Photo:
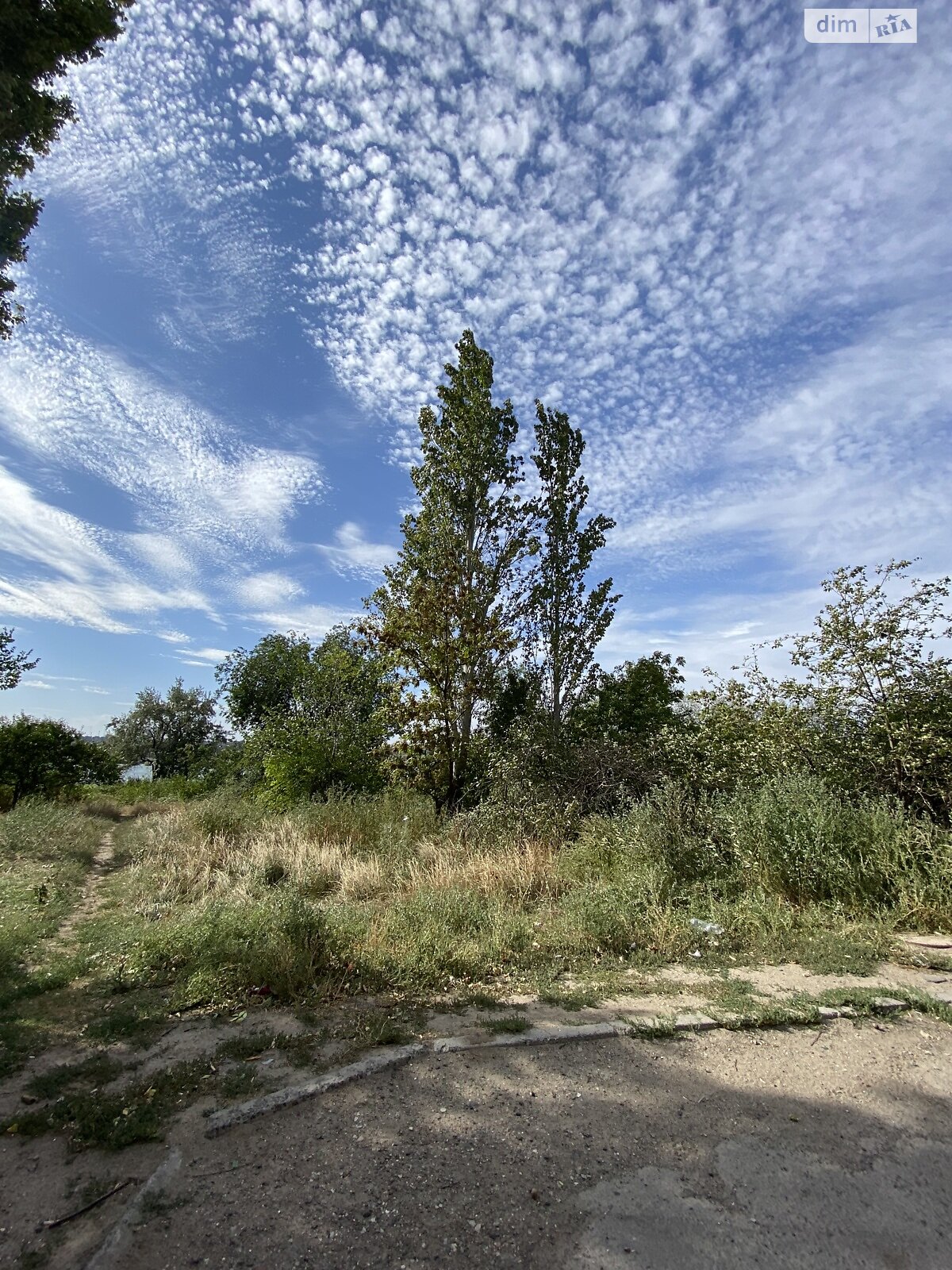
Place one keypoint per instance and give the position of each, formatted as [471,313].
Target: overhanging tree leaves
[40,40]
[13,662]
[44,756]
[266,681]
[177,734]
[565,619]
[446,609]
[334,728]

◆ **ASSIGNMENT**
Without the pictures, write out all of the material exactly.

◆ **TASK RESULT**
Photo:
Place one keypoint per instance and give the position of each, formatted as [471,313].
Target: overhanging tree leaves
[40,40]
[13,662]
[44,756]
[266,681]
[177,734]
[565,619]
[446,609]
[334,728]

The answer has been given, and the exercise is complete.